Reproduce the part of the data that opens with the line containing "carpet above? Mark it with a dot." and runs through the end of the data, replacing "knotty pine paneling" with "cedar paneling" and leaving everything else unchanged.
>> Start
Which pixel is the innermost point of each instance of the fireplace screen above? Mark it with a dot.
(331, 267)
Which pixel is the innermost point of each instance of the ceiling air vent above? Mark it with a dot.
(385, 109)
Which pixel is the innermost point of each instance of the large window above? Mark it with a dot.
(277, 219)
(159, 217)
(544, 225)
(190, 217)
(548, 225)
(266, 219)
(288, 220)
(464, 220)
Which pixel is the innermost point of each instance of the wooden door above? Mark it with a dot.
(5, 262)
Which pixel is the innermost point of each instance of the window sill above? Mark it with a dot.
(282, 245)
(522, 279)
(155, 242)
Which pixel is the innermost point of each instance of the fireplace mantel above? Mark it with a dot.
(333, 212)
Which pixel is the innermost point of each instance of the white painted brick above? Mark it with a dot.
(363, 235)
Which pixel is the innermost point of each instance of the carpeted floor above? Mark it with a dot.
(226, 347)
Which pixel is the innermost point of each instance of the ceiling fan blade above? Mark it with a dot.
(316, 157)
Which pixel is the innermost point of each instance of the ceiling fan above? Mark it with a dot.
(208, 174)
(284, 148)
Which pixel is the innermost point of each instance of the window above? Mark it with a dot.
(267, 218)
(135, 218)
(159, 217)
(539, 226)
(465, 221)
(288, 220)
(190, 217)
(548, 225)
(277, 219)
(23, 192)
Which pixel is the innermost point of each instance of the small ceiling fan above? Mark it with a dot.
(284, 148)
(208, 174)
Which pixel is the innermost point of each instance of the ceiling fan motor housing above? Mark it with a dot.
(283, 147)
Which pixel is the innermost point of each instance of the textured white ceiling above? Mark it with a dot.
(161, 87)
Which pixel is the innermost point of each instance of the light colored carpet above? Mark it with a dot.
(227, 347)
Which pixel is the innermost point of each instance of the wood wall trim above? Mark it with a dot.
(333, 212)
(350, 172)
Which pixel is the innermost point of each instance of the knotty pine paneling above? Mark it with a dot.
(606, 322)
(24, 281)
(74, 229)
>> End
• **OUTPUT BELOW**:
Which pixel is the innermost point of each instance of the light colored carpet above? Mark it with a dot.
(227, 347)
Which pixel is the innermost point of each instance of the wood wall trim above? Mark it with a dot.
(333, 212)
(350, 172)
Which pixel is the innermost point of each instance of the cedar paneling above? Mark it with a dot.
(606, 322)
(24, 281)
(74, 229)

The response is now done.